WHAT THE EXERCISE ASKS
Reproduce the closing part of the entries exactly: the line with "Can you spot the goal" and all lines after it, ending with the last line, and nothing else.

Records excerpted from a collection
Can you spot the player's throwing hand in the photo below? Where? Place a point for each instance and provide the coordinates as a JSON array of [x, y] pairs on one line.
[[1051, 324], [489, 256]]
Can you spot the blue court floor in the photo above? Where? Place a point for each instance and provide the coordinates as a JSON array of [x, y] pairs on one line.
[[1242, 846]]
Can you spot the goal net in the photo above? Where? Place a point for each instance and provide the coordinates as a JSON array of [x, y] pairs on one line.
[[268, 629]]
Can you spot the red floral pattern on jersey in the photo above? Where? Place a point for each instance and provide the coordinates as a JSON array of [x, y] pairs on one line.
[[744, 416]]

RESPONSE TO THIS TASK
Can you spot the goal net in the photo above? Where? Place a point for each instance and provide the coordinates as a JSON array of [x, y] pairs on one line.
[[268, 629]]
Can you spot the red floral pattern on jersey in the photo above? Where? Place a point for each instance and provide the coordinates as a JSON array of [x, y] pairs on one line.
[[744, 416]]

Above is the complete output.